* BEGIN ENTRIES SUPPLIED *

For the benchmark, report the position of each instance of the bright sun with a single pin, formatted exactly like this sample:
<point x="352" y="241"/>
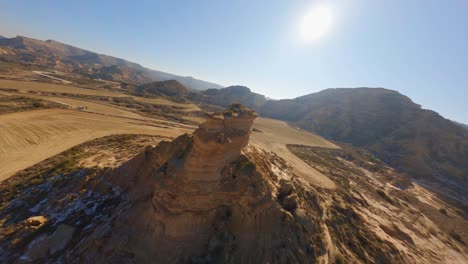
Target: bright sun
<point x="316" y="23"/>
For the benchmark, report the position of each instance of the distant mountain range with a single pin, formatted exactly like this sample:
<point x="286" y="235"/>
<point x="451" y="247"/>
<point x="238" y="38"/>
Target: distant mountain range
<point x="417" y="141"/>
<point x="398" y="131"/>
<point x="66" y="58"/>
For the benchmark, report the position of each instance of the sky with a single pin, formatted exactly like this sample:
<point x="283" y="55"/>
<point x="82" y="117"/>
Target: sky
<point x="417" y="47"/>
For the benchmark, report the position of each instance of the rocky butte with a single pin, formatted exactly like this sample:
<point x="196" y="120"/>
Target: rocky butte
<point x="214" y="197"/>
<point x="206" y="197"/>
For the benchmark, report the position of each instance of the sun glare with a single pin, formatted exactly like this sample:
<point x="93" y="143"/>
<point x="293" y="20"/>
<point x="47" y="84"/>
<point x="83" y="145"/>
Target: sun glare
<point x="316" y="23"/>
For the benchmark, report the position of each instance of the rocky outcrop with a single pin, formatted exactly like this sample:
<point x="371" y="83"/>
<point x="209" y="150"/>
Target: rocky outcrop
<point x="206" y="198"/>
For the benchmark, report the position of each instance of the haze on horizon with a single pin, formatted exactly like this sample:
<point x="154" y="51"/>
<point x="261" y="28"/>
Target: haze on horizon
<point x="282" y="49"/>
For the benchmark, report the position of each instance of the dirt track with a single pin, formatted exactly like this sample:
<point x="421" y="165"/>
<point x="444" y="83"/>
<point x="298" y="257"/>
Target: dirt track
<point x="30" y="137"/>
<point x="275" y="135"/>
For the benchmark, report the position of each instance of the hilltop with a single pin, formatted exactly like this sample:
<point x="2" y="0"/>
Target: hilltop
<point x="215" y="196"/>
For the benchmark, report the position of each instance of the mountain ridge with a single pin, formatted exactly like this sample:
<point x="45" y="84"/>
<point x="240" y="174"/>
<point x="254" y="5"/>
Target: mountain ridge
<point x="68" y="58"/>
<point x="390" y="125"/>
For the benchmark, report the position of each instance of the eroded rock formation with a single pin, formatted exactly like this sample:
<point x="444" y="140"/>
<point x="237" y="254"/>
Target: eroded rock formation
<point x="206" y="197"/>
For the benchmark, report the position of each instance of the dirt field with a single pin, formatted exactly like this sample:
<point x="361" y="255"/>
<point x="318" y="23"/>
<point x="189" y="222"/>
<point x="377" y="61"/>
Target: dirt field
<point x="274" y="135"/>
<point x="29" y="137"/>
<point x="58" y="88"/>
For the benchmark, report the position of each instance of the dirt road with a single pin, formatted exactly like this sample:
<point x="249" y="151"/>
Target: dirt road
<point x="27" y="138"/>
<point x="275" y="135"/>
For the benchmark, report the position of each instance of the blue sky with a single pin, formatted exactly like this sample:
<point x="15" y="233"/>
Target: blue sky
<point x="418" y="47"/>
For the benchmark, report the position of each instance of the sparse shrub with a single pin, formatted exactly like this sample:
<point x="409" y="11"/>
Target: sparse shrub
<point x="443" y="211"/>
<point x="456" y="236"/>
<point x="384" y="196"/>
<point x="38" y="104"/>
<point x="339" y="258"/>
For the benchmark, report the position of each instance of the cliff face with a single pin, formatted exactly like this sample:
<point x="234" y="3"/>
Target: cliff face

* END ENTRIES SUPPLIED *

- WHAT THE EXERCISE ASKS:
Reproduce verbatim the lines above, starting at the one containing "the dirt road" and ending with the final line.

- TASK RESPONSE:
For the benchmark, report the position of each instance of the dirt road with a single pin, formatted exactly like this sample:
<point x="249" y="151"/>
Target: dirt road
<point x="27" y="138"/>
<point x="275" y="135"/>
For the benchmark, report the position of each instance of the blue sky with a single pin, formatted exactly like this sample:
<point x="15" y="233"/>
Target: blue sky
<point x="418" y="47"/>
For the benchmark, report the position of each instance of the sparse shrub with a single pin, formatted exactly like this sample:
<point x="409" y="11"/>
Target: sparse shrub
<point x="443" y="211"/>
<point x="456" y="236"/>
<point x="384" y="196"/>
<point x="38" y="104"/>
<point x="339" y="258"/>
For the benchmark, report the position of each instance of the cliff face with a single pin, formatted exactly like this sample:
<point x="234" y="3"/>
Target: cliff face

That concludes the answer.